• [Description of the task] Please copy the material below word for word, leaving out the pictures.

• [Point annotation dataset records]

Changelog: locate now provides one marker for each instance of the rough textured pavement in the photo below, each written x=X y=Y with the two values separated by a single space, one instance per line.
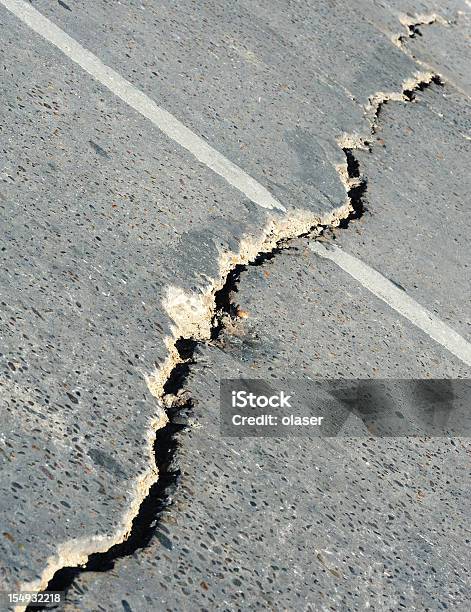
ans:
x=115 y=238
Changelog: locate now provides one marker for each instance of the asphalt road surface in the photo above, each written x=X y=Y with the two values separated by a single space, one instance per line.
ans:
x=198 y=191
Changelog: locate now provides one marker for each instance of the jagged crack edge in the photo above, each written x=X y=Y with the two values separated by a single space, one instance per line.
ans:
x=181 y=354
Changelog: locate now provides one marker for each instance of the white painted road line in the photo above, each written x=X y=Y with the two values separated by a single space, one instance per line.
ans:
x=161 y=118
x=398 y=300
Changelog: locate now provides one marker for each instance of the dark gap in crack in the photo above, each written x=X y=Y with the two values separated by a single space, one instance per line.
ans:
x=225 y=306
x=145 y=524
x=357 y=189
x=412 y=94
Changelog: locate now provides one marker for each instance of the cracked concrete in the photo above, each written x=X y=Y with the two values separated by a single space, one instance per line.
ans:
x=299 y=164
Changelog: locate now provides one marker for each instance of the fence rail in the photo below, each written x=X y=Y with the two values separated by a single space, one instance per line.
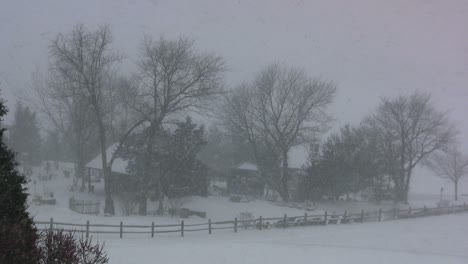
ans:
x=259 y=223
x=84 y=206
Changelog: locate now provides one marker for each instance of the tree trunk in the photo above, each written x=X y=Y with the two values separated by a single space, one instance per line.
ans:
x=284 y=177
x=109 y=203
x=80 y=169
x=142 y=209
x=456 y=190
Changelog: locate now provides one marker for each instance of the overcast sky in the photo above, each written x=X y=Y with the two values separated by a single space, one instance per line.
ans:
x=370 y=48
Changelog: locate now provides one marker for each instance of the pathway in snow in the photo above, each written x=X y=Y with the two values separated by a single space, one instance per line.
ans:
x=441 y=239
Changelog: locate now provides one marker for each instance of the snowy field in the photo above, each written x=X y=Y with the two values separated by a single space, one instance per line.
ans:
x=217 y=208
x=438 y=239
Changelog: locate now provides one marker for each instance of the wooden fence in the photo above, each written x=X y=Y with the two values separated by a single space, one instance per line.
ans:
x=84 y=206
x=259 y=223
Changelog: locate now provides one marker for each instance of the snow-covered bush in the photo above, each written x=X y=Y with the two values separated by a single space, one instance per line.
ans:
x=63 y=247
x=128 y=202
x=248 y=217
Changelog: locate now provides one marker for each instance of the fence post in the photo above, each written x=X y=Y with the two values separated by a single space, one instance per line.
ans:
x=209 y=226
x=182 y=228
x=87 y=228
x=121 y=229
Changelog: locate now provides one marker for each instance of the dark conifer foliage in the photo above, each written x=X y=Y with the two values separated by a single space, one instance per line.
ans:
x=17 y=231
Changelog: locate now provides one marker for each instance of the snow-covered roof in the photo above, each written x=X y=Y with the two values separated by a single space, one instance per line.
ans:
x=119 y=165
x=253 y=167
x=246 y=166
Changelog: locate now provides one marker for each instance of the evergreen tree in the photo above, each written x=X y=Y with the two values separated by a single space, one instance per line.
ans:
x=25 y=138
x=17 y=231
x=173 y=163
x=185 y=174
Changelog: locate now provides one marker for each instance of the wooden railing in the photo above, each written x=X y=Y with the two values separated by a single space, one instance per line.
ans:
x=259 y=223
x=84 y=206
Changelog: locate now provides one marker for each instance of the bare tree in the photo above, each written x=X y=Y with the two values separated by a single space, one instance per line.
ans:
x=65 y=107
x=173 y=79
x=281 y=109
x=449 y=164
x=84 y=59
x=412 y=129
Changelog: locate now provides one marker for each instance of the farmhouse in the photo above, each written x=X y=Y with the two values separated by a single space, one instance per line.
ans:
x=245 y=179
x=120 y=175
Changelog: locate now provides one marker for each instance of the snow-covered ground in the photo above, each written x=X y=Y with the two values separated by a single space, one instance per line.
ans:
x=439 y=239
x=217 y=208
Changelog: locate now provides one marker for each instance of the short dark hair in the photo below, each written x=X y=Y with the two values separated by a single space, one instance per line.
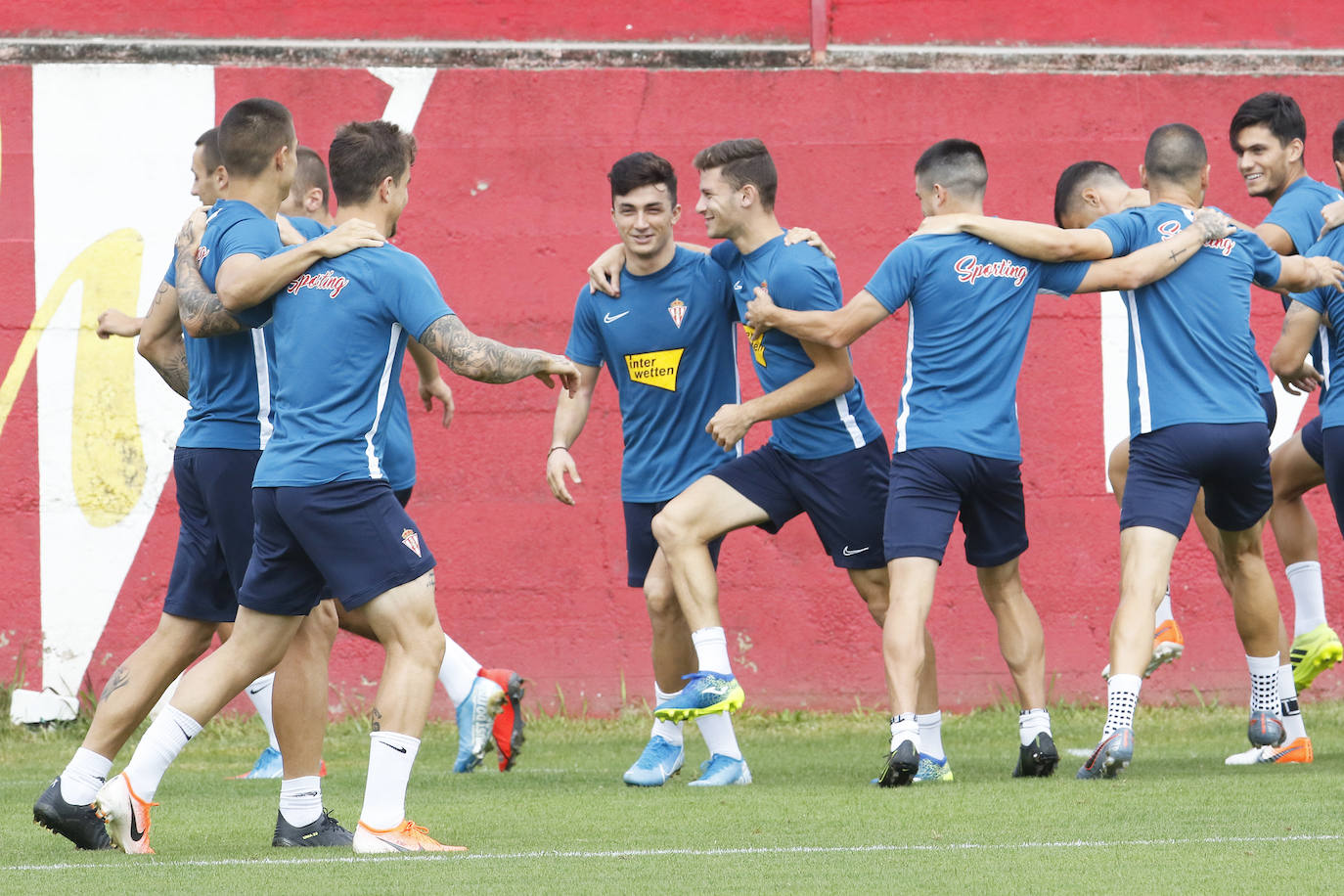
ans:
x=642 y=169
x=208 y=144
x=1075 y=179
x=1175 y=154
x=743 y=161
x=365 y=154
x=1277 y=112
x=312 y=172
x=250 y=133
x=957 y=164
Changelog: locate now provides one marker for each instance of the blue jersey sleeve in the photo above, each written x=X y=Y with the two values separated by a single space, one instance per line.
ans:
x=1063 y=278
x=895 y=278
x=584 y=347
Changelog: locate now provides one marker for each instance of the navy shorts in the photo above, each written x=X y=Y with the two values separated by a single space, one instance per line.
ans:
x=1168 y=467
x=640 y=544
x=1271 y=405
x=930 y=486
x=352 y=536
x=214 y=540
x=843 y=495
x=1314 y=441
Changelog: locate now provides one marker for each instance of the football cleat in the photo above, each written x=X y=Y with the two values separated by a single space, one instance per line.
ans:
x=708 y=692
x=901 y=767
x=77 y=824
x=269 y=765
x=324 y=831
x=1298 y=751
x=930 y=769
x=1312 y=653
x=509 y=726
x=1038 y=759
x=406 y=837
x=1264 y=729
x=474 y=720
x=1110 y=756
x=125 y=814
x=660 y=760
x=1168 y=644
x=721 y=771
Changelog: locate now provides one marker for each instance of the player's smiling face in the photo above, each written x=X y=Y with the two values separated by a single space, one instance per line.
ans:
x=644 y=218
x=1264 y=160
x=719 y=204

• [Output of the task]
Changelog: locate now provides one marker for each instance of the rough textured pavement in the photo below, each written x=X y=Y with the two values separated by a single space, one instance per line.
ans:
x=115 y=238
Changelog: locate now provides one marker for each instance of the asphalt road surface in the photo above, each written x=X y=Y with the two values separated by a single space, one instance per line.
ans:
x=198 y=191
Changelog: locate now provides one marker for each instance of the jagged crack edge in the photo above, each written x=X y=Y with the two values separated by a single space, one instance per line.
ans:
x=181 y=354
Changelog: locate now provides one marker for each instance of the white painted road line in the photo above, each written x=X y=Y with the two values separated by a single space, one instance per line.
ans:
x=161 y=118
x=398 y=300
Changelog: locate now provides one marker for each instance of the dark gap in crack in the photo above, each written x=X y=Y with the two values separated by a single space, one instance per line.
ans:
x=225 y=306
x=145 y=524
x=357 y=189
x=412 y=94
Changelog: locate now provides one marker for each instance of the cracked concrete in the photo above, each written x=X y=Y with the two values separated by a single space, one instance per line.
ans:
x=299 y=164
Changelog: locate now provides one marker for each instance of the fence rail in the photo below, each written x=X y=Y with the two values separated by a single space, one instance per line.
ans:
x=259 y=223
x=84 y=206
Changelog: locate now provides one marker for each instance of the tree trunk in the photo above, each written x=X y=Y with the two values separated by a single space, one instance per line.
ans:
x=284 y=177
x=109 y=203
x=80 y=169
x=142 y=209
x=456 y=190
Changelog: locate now provides one marker for each instance of the overcast sky in the photo above, each written x=X y=Y with the two values separated by a single space, one instance per line.
ans:
x=370 y=48
Changelog: locate now provides one marker for each instance of the pathway in snow in the photo above, each written x=X y=Y with the two values separated by a single space, one instance per line.
ans:
x=441 y=239
Changelog: locate now provides one marker for each instance of the snowy field in the photo above, each written x=X y=Y with the two values separated by a single space, one instance per line.
ans:
x=217 y=208
x=438 y=239
Changelog: locate now provides one marker for each instance of the wooden fence in the photo above, each written x=X y=Y with the two values separated by a single space, one instance per line.
ans:
x=84 y=206
x=259 y=223
Changelog: locate now provides one marker for each instance of the snow-covered bush in the photo above, each written x=X y=Y with the two values separated by a single space, one instance per line.
ans:
x=63 y=247
x=128 y=202
x=248 y=217
Changelog: locate now provides one marker for each instance of the fence post in the photo above, each written x=X y=Y with the two values separated by a single space, one instance per line.
ans:
x=209 y=226
x=182 y=228
x=87 y=228
x=121 y=229
Changelog: locate now provides one marker for each instance of the dark conifer foliage in the photo above, each written x=X y=Y with the two values separated by a single space, one instance per line.
ans:
x=17 y=231
Changelog: locate now provides one marker for each instance of the snow-covered roof in the photo above, each written x=X y=Y with the two values separated by a single space, one instance per line.
ans:
x=119 y=165
x=253 y=167
x=246 y=166
Changelog: locate now provides one marker for each instance of the evergreen tree in the photo above, each written x=X y=Y with the two values separated by a single space, one instance per line.
ans:
x=25 y=138
x=17 y=231
x=173 y=163
x=185 y=174
Changelog: locate now provides one marker for each instance of the wooden railing in the photo above, each written x=X y=Y with the two values separated by a single space, one instance per line.
ans:
x=259 y=223
x=84 y=206
Changelog: locate now provides one marker for each instance of the bare tree in the photo above, each written x=X y=Y with the two values separated by a single space, one instance per line.
ans:
x=65 y=107
x=173 y=79
x=281 y=109
x=449 y=164
x=84 y=59
x=412 y=129
Changelog: locate now provides one marker for each instance of the farmhouse in the photo above, each written x=X y=Y with the two values separated by a single space, one instance per line.
ans:
x=245 y=179
x=120 y=175
Changelog: locate now provides one marker for each instance of the snow-covered ground in the photo above, each written x=X y=Y with the two values separated by a single space, one instance per line.
ans:
x=439 y=239
x=217 y=208
Changelog: locate now provides one marker for each instance of the short dark hair in the photo below, each written x=X y=Y with the two values separated by a single space, one instance per line.
ans:
x=642 y=169
x=208 y=144
x=1075 y=179
x=1175 y=154
x=743 y=161
x=365 y=154
x=1277 y=112
x=312 y=172
x=250 y=133
x=957 y=164
Changelog: locate now provides one marker for each instance of the blue jersey sleeve in the photo above, each written x=X y=Y with the two values separated by a single space, one instance per line.
ans:
x=1063 y=278
x=895 y=278
x=584 y=347
Changelog: locate now provides one marker for each instance of the navy shorts in the photo above, each written x=X y=Y with the two values separated by a single space, one instance per line.
ans:
x=1168 y=467
x=640 y=544
x=1271 y=405
x=930 y=486
x=352 y=536
x=214 y=540
x=843 y=495
x=1314 y=441
Changelog: locate now provides one marker for each instance of the football cleat in the photo above, each written x=X y=Y with the two values separated by a single space, one instance per line.
ans:
x=708 y=692
x=901 y=767
x=77 y=824
x=269 y=765
x=324 y=831
x=1298 y=751
x=930 y=769
x=1312 y=653
x=509 y=726
x=1038 y=759
x=406 y=837
x=1264 y=729
x=474 y=720
x=1110 y=756
x=125 y=814
x=660 y=760
x=1168 y=644
x=721 y=771
Changelog: locate now provides one marker for each instance of the player's smiling face in the photo above, each written x=X y=Y with the two values separated by a single space, one instance per line.
ans:
x=644 y=218
x=1264 y=160
x=719 y=204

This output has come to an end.